BEGIN DOCUMENT PASSAGE

Reclone Network: open biological reagents for biomedical research
The post below is a submission to the Chan Zuckerberg Initiative Request for Information on open science for biomedical research in Latin America, co-authored by the Reclone Latam community.
What is the challenge?
Supply chains for biological tools in Latin America are expensive and prone to delays, sometimes taking weeks to months. Researchers pay significantly more than the US due to supply chain intermediaries and higher shipping costs, and are often restricted from local sharing by the sales contracts and institutional MTAs. These issues, which are not experienced by researchers in higher income countries, introduce inequity in scientific opportunities and reduce productivity for Latin American researchers. They limit the type and scale of research undertaken, and ultimately constrain local ability to respond to public health crises (e.g. COVID) and generate the knowledge needed for science to address all diseases, but especially those disproportionately affecting Latin America e.g. Zika, Dengue or Chagas disease. Openly sharing biomaterials as part of open science practices, and especially sharing the materials needed to produce tools and reagents locally, could help. However, biomaterials are a neglected research output within the broader open science movement. They have their own legal, infrastructural and scientific requirements but researchers, and critically their institutions, have limited awareness or training in best practices for open sharing. Institutions frequently have policies and practices that disincentive sharing, contributing to limited adoption of open science tools.

END DOCUMENT PASSAGE

• **TASK INSTRUCTIONS**:
- A) Set down the part of the Reclone Network post that starts at "Reclone Network: open" and ends at "is the challenge?", word for word.
- B) Answer these questions from the Reclone Network post:
(i) Who co-authored the submission?
(ii) How long can supply chains for biological tools in Latin America take?
(iii) Which diseases does the post name as disproportionately affecting Latin America?
- C) Write what comes next in the Reclone Network post, picking up after its final sentence.

BEGIN DATA FOR ANALYSIS

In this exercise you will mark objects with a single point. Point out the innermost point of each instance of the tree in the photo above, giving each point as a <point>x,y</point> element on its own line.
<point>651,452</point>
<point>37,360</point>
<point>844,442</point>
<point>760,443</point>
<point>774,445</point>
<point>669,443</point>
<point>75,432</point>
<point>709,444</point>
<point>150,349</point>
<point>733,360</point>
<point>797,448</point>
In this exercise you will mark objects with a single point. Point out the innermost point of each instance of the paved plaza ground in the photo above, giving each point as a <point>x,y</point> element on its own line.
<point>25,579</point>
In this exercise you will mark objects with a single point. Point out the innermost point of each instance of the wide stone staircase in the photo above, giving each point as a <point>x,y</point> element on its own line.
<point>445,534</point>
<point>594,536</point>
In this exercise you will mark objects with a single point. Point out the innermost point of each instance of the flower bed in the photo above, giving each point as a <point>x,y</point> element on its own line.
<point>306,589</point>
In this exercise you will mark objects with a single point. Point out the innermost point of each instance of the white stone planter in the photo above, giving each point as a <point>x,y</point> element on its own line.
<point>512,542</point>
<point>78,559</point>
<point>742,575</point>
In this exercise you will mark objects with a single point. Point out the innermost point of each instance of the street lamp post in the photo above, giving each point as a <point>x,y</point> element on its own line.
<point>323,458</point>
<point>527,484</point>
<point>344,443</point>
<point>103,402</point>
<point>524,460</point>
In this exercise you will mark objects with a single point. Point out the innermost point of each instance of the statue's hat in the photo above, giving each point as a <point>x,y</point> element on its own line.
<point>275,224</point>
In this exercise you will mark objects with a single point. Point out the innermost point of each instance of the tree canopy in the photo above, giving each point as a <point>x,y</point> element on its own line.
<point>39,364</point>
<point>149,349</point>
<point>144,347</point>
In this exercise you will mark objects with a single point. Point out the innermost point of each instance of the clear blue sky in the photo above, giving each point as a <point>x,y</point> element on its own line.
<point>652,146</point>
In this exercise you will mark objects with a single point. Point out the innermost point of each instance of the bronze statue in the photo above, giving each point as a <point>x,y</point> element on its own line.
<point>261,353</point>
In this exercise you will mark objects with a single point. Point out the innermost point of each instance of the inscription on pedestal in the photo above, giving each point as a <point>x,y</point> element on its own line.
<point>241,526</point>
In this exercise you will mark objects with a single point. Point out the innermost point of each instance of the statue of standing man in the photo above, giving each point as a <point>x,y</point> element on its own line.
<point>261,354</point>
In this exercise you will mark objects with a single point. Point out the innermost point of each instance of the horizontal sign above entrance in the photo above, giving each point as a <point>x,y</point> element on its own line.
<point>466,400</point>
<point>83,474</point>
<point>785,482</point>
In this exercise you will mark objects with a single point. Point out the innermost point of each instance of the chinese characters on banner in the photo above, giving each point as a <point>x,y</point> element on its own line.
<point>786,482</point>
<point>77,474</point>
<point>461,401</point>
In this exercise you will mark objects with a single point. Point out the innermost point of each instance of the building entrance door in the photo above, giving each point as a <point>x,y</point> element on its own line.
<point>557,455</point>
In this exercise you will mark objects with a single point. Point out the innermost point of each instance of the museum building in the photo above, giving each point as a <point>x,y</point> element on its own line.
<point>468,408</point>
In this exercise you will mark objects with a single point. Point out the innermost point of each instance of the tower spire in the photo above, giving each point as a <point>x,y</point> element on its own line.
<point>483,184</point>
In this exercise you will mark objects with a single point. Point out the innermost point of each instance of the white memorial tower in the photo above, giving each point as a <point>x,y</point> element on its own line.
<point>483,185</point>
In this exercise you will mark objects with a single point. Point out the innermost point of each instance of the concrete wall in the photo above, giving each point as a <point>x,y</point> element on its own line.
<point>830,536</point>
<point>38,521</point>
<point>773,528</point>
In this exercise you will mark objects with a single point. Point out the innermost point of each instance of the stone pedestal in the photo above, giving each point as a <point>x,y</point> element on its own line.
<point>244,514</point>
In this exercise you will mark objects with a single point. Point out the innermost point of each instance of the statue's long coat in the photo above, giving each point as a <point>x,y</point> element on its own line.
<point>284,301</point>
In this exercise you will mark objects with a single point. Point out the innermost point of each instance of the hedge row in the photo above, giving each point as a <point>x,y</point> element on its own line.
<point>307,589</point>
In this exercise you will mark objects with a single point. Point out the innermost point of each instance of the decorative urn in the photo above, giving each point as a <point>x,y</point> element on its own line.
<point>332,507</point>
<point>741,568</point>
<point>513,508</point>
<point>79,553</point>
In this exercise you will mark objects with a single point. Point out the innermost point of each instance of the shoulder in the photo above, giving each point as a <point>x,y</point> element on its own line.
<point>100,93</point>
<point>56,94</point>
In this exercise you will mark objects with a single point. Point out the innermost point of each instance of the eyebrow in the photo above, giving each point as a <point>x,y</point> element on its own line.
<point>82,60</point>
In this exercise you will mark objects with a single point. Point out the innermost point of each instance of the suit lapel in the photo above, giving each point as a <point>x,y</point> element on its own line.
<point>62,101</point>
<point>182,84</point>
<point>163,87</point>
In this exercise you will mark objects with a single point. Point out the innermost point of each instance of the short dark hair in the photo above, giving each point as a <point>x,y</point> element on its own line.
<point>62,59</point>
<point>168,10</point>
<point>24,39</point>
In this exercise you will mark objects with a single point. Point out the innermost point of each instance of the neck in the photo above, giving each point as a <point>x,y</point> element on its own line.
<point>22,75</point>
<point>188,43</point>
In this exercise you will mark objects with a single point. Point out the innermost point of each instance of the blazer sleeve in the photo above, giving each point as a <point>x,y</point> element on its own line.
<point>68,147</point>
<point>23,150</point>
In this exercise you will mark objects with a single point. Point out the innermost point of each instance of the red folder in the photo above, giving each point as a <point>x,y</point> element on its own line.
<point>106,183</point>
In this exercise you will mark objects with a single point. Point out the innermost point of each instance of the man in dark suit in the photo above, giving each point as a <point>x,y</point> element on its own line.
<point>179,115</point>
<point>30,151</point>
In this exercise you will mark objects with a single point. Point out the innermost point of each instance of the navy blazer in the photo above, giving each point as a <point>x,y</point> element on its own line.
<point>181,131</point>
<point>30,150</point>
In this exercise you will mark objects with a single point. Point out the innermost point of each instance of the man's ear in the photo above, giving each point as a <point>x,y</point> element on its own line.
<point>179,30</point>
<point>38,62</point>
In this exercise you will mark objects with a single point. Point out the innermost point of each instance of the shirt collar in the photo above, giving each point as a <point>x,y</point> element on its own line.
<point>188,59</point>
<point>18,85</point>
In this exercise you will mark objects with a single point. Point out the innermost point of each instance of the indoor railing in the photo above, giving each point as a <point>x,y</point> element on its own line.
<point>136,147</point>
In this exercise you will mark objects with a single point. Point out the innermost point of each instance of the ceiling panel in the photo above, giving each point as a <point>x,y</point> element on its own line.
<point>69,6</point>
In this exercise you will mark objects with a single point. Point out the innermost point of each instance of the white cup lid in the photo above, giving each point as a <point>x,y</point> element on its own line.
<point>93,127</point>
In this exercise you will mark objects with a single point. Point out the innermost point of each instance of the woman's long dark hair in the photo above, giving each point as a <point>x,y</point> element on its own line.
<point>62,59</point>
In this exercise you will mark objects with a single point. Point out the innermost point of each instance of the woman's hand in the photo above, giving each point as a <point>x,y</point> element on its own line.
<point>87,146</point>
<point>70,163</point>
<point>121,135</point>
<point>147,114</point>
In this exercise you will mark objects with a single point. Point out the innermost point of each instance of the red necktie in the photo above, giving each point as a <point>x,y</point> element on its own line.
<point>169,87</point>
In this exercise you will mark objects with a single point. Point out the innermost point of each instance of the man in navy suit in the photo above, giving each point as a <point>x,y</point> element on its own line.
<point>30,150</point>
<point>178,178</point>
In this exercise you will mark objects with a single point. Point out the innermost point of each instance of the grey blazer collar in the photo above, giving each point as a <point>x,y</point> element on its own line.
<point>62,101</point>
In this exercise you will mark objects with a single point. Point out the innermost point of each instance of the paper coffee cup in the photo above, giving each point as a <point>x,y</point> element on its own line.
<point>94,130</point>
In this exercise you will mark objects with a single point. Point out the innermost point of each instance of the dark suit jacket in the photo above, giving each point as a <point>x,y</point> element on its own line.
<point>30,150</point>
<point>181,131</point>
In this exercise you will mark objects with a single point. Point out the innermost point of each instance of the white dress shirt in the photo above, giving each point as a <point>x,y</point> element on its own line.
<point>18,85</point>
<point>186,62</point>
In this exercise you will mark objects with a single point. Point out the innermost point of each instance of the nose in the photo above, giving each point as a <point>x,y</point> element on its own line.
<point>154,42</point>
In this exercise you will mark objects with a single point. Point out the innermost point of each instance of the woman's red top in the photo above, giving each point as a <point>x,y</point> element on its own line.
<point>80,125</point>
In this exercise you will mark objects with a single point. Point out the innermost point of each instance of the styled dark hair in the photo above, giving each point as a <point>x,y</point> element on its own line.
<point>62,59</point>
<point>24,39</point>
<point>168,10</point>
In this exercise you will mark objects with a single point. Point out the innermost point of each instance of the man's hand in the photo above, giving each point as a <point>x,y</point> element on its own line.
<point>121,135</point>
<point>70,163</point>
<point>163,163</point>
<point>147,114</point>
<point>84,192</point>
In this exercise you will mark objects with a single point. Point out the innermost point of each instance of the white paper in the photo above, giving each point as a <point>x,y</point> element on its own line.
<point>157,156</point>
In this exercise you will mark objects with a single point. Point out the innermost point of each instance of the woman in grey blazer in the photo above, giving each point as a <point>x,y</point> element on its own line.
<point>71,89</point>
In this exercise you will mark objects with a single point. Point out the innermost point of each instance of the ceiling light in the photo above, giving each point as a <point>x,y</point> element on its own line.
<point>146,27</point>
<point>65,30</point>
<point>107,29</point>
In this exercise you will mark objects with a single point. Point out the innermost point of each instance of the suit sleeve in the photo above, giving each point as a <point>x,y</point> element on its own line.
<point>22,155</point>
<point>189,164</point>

END DATA FOR ANALYSIS

• **ANSWERS FOR EACH ITEM**:
- A)
Reclone Network: open biological reagents for biomedical research
The post below is a submission to the Chan Zuckerberg Initiative Request for Information on open science for biomedical research in Latin America, co-authored by the Reclone Latam community.
What is the challenge?

- B)
(i) The Reclone Latam community.
(ii) Weeks to months.
(iii) Zika, Dengue and Chagas disease.

- C)
How could the challenge be addressed?
A practical and innovative solution to this problem is building a network of Latin American researchers who develop and use open biological materials and reagents, and can support others to do the same. This could be accomplished by establishing Reagent Hubs at universities; developing and delivering open training on biomaterial sharing for researchers, universities, technology transfer professionals and policy makers; proactive community building; and providing fellowships and other knowledge exchange mechanisms across the region. It would also be important to train and catalyze a community who understand how to develop, share and maintain open biomaterials: e.g. patent laws, material transfer agreements, identifiers, documenting best practices, collaborative development practices, etc. This would involve Latin American universities, research institutes, policy makers, local reagent manufacturers, national and international biological repositories (e.g. Addgene). It would directly accelerate biomedical research through increasing timely and affordable access to essential research tools that are well-documented and properly licensed for research, innovation and manufacture. It could be built up over a period of 3-5 years and the resources needed would range from $30k per annum for delivery of a basic training programme to $300k+ per annum for a fully fledged programme of activities described above.
What is the value proposition of your solution to Latin American biomedical researchers?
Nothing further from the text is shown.